**Trecho fornecido**
################
Mulheres no mundo do crime

(Representação visual gerada pela IA Midjourney)

Entre os ingleses, houve uma intensa preocupação com o envolvimento feminino nas práticas criminosas nos séculos XVII e XVIII; no período de 1690 a 1735, 40% dos réus julgados no tribunal de Old Bailey, em Londres, eram mulheres. O que estava acontecendo?

Mulheres criminosas eram geralmente caracterizadas como figuras degradadas, alheias às normas sociais ou à decência, e aquelas que efetivamente transgrediam a lei faziam isso por variadas circunstâncias. Num contexto no qual o acesso a atividades remuneradas era mais escasso para as mulheres, a fonte de estabilidade financeira era mesmo um homem; então, aquelas que não tinham um provedor enfrentavam dificuldades para sobreviver. Como resultado, algumas mulheres recorriam ao crime como uma forma de obter dinheiro e sustento, e o roubo e a prostituição acabavam realmente virando alternativas.
################
**Dados apresentados**
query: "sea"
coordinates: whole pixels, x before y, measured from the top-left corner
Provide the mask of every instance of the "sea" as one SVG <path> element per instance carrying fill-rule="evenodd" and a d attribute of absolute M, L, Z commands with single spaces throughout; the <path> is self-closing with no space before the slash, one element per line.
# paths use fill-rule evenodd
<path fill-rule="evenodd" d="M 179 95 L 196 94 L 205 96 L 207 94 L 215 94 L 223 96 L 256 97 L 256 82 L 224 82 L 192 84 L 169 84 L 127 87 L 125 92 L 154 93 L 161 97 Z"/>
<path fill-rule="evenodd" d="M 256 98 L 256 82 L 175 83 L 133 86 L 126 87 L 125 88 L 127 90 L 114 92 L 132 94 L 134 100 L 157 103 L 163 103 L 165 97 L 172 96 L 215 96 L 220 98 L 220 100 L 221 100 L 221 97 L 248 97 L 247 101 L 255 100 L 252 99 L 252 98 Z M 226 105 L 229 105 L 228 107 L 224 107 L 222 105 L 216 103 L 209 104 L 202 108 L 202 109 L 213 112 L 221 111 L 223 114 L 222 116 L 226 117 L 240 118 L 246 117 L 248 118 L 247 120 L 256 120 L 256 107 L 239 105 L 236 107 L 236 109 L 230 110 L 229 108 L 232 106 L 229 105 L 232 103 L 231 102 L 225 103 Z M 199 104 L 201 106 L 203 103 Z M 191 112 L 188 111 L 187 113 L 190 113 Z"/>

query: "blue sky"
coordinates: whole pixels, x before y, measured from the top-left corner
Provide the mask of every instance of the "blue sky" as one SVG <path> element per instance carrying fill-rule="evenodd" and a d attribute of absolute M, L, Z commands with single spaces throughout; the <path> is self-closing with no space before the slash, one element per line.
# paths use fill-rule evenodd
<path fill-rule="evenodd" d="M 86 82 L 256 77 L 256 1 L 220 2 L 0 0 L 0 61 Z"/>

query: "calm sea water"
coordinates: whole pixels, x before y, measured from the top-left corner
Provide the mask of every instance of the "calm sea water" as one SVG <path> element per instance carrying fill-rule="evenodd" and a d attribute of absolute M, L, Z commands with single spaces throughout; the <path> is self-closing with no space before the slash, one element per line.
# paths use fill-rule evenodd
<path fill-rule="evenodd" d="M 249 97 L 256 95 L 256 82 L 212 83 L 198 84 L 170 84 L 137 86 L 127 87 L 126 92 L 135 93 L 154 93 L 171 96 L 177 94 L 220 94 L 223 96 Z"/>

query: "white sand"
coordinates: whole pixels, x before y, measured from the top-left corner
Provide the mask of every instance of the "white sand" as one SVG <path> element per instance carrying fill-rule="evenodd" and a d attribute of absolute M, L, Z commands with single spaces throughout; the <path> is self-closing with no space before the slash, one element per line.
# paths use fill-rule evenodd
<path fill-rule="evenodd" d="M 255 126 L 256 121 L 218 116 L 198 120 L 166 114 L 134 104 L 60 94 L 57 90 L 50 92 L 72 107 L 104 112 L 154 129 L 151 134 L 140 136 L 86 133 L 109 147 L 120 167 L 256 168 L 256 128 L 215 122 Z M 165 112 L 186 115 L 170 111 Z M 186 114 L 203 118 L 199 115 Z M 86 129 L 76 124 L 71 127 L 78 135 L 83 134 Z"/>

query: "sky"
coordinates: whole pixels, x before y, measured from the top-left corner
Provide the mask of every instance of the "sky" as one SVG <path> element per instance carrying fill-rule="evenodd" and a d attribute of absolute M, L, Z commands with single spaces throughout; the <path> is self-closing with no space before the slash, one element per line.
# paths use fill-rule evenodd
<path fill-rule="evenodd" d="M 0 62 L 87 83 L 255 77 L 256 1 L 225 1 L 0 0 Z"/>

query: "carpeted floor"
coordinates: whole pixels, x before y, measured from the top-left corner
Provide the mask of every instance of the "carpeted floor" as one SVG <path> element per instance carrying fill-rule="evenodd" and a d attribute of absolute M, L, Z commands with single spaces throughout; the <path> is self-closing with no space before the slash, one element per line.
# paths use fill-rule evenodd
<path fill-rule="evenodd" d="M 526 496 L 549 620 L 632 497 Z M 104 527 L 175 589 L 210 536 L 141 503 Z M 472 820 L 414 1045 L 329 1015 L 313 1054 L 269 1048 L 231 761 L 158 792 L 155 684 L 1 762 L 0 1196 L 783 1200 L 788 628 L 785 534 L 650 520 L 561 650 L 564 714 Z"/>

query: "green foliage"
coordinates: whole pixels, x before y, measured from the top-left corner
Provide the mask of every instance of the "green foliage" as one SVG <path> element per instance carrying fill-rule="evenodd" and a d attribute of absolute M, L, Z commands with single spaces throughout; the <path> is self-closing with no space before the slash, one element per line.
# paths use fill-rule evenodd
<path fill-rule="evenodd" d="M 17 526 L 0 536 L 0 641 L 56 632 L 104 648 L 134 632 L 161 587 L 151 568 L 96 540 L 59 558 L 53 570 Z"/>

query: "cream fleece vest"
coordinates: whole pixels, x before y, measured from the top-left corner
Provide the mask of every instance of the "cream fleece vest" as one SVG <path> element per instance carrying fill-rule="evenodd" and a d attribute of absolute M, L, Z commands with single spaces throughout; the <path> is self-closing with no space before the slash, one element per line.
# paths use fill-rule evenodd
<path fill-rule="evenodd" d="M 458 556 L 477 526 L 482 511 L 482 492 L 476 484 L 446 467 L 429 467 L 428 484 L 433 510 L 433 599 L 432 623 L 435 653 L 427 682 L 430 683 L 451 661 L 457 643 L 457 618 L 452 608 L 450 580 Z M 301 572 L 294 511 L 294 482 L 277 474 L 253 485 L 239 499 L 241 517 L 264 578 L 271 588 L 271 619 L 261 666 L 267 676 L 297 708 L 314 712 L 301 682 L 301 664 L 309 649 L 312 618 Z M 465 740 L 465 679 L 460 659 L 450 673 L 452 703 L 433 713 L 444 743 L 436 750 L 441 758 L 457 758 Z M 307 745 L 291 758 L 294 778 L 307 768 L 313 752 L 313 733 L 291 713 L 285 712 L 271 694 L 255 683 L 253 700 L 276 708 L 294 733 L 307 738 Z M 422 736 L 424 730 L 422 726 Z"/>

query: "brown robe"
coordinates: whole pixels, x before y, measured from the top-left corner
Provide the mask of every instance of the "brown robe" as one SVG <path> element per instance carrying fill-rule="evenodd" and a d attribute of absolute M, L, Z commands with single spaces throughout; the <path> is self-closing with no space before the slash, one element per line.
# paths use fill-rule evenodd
################
**Tarefa solicitada**
Reproduza na íntegra o trecho sobre as mulheres no mundo do crime, sem nenhuma alteração. A listagem constitui material à parte, independente do trecho.

**Resposta correta**
Mulheres no mundo do crime

(Representação visual gerada pela IA Midjourney)

Entre os ingleses, houve uma intensa preocupação com o envolvimento feminino nas práticas criminosas nos séculos XVII e XVIII; no período de 1690 a 1735, 40% dos réus julgados no tribunal de Old Bailey, em Londres, eram mulheres. O que estava acontecendo?

Mulheres criminosas eram geralmente caracterizadas como figuras degradadas, alheias às normas sociais ou à decência, e aquelas que efetivamente transgrediam a lei faziam isso por variadas circunstâncias. Num contexto no qual o acesso a atividades remuneradas era mais escasso para as mulheres, a fonte de estabilidade financeira era mesmo um homem; então, aquelas que não tinham um provedor enfrentavam dificuldades para sobreviver. Como resultado, algumas mulheres recorriam ao crime como uma forma de obter dinheiro e sustento, e o roubo e a prostituição acabavam realmente virando alternativas.